Author L. Sprague de Camp
Country United States
Language English
Genre(s) Science fiction
Published in Astounding Science-Fiction
Publisher Street & Smith Publications, Inc.
Media type Print (Magazine)
Publication date August, 1939

"The Blue Giraffe" is a science fiction story on the concept of mutation by American writer L. Sprague de Camp. It was first published in the magazine Astounding Science-Fiction for August, 1939.[1][2] It first appeared in book form in the anthology Adventures in Time and Space (Random House, 1946);[1][2] it later appeared in the anthologies World of Wonder (Twayne, 1951),[1][2] The Science Fiction Bestiary (Thomas Nelson, 1971),[1][2] Androids, Time Machines and Blue Giraffes (Follett, 1973),[1][2] Isaac Asimov Presents the Great Science Fiction Stories: Volume 1, 1939 (DAW Books, 1979),[1][2] Isaac Asimov Presents The Golden Years of Science Fiction (Bonanza Books, 1983),[2] and An Anthropomorphic Century (FurPlanet Productions, 2015). The story has been translated into Italian, French and German.[1][2]

Plot summary[edit]

Athelstan Cuff, an English immigrant to America, finds his son Peter distraught on having learned he is adopted. He reassures the boy that it makes no difference, and at Peter's urging explains why he never had natural children.

In 1976, before coming to America, Cuff is a park official in southern Africa. He is called to a wildlife preserve in the Okavango River Delta by George Mtengeni, the local warden, to investigate the sighting of a strange blue giraffe. Once on the scene, he learns that the mystery extends far deeper. Together with Mtengeni he observes not just the animal in question but another giraffe with a goat-like beard, only six feet long, a green hippopotamus with pink spots, and a two-headed rhinoceros. Other creatures are so mutated their very survival is threatened, and Mtengeni is concerned about the long-term prospects of the animal population.

Establishing camp in the bush, the two are separated when the warden goes out into the night for firewood and Cuff, hearing what he takes for a native woman's scream from another direction, heads off to investigate. He finds the woman, treed by a buffalo, and rescues her, only to realize he has now lost his way and cannot relocate the camp. The woman, Ingwamza, undertakes to lead him back to her village. When daylight comes and Cuff can finally see her clearly, he discovers Ingwamza too is a mutation; despite her generally human proportions, she has greenish-yellow hair, a short tail, and the head of a baboon. Startled, he accidentally shoots himself in the foot.

--*--

## JOB A
Please pull out every line of the records below that contains the string "edges", matching case exactly.

[Excerpts of annotation records]
--*--

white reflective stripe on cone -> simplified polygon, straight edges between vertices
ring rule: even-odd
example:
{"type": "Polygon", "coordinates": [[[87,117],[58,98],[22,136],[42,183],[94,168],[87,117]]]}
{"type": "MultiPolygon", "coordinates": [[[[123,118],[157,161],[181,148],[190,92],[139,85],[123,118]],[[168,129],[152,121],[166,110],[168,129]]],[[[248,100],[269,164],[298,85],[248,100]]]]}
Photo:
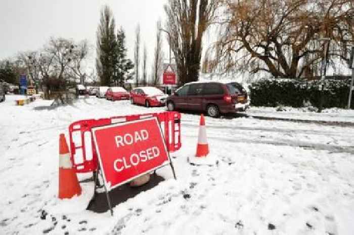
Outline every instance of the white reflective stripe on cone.
{"type": "Polygon", "coordinates": [[[70,154],[59,154],[59,167],[64,169],[71,169],[72,167],[70,154]]]}
{"type": "Polygon", "coordinates": [[[201,144],[202,145],[207,145],[208,144],[208,142],[206,141],[206,128],[205,126],[199,126],[198,144],[201,144]]]}

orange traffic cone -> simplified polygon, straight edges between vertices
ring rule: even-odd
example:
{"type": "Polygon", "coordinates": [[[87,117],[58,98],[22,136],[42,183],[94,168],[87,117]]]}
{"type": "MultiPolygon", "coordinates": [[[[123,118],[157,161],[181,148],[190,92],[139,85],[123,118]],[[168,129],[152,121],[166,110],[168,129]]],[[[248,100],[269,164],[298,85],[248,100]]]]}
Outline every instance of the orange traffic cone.
{"type": "Polygon", "coordinates": [[[81,195],[81,187],[76,173],[72,168],[69,147],[65,135],[59,137],[59,193],[58,197],[71,198],[74,195],[81,195]]]}
{"type": "Polygon", "coordinates": [[[199,124],[199,133],[198,135],[198,145],[197,145],[197,153],[195,156],[198,158],[206,157],[209,154],[209,146],[206,141],[206,129],[205,120],[203,114],[200,115],[200,123],[199,124]]]}

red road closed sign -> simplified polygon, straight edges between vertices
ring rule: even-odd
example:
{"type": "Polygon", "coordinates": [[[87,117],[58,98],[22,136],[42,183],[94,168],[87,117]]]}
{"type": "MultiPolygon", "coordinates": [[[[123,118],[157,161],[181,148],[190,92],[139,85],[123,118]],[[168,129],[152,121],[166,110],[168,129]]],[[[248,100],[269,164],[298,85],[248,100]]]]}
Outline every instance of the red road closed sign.
{"type": "Polygon", "coordinates": [[[107,191],[170,163],[156,117],[92,129],[107,191]]]}
{"type": "Polygon", "coordinates": [[[176,74],[165,72],[162,77],[164,85],[175,85],[176,84],[176,74]]]}

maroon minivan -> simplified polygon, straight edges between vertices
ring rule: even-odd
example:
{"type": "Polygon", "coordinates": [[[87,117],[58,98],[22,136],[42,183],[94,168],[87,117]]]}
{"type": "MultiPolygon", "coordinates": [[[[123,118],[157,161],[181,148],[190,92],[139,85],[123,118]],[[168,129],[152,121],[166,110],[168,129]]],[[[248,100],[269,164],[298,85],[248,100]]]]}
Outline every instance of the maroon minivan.
{"type": "Polygon", "coordinates": [[[187,83],[169,96],[166,105],[176,109],[205,112],[211,117],[236,113],[238,95],[234,86],[217,82],[187,83]]]}

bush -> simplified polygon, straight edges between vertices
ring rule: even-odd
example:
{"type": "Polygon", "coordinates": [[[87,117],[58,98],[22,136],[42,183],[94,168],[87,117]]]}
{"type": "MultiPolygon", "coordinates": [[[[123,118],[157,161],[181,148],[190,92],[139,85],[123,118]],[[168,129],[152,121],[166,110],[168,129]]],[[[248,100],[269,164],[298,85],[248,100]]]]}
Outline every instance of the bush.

--*--

## JOB B
Reproduce the passage of the Blue Giraffe text above from "Athelstan Cuff, an" to "the animal population.", word for word.

## TASK RESULT A
white reflective stripe on cone -> simplified polygon, straight edges between vertices
orange traffic cone -> simplified polygon, straight edges between vertices
red road closed sign -> simplified polygon, straight edges between vertices
maroon minivan -> simplified polygon, straight edges between vertices
bush -> simplified polygon, straight edges between vertices

## TASK RESULT B
Athelstan Cuff, an English immigrant to America, finds his son Peter distraught on having learned he is adopted. He reassures the boy that it makes no difference, and at Peter's urging explains why he never had natural children.

In 1976, before coming to America, Cuff is a park official in southern Africa. He is called to a wildlife preserve in the Okavango River Delta by George Mtengeni, the local warden, to investigate the sighting of a strange blue giraffe. Once on the scene, he learns that the mystery extends far deeper. Together with Mtengeni he observes not just the animal in question but another giraffe with a goat-like beard, only six feet long, a green hippopotamus with pink spots, and a two-headed rhinoceros. Other creatures are so mutated their very survival is threatened, and Mtengeni is concerned about the long-term prospects of the animal population.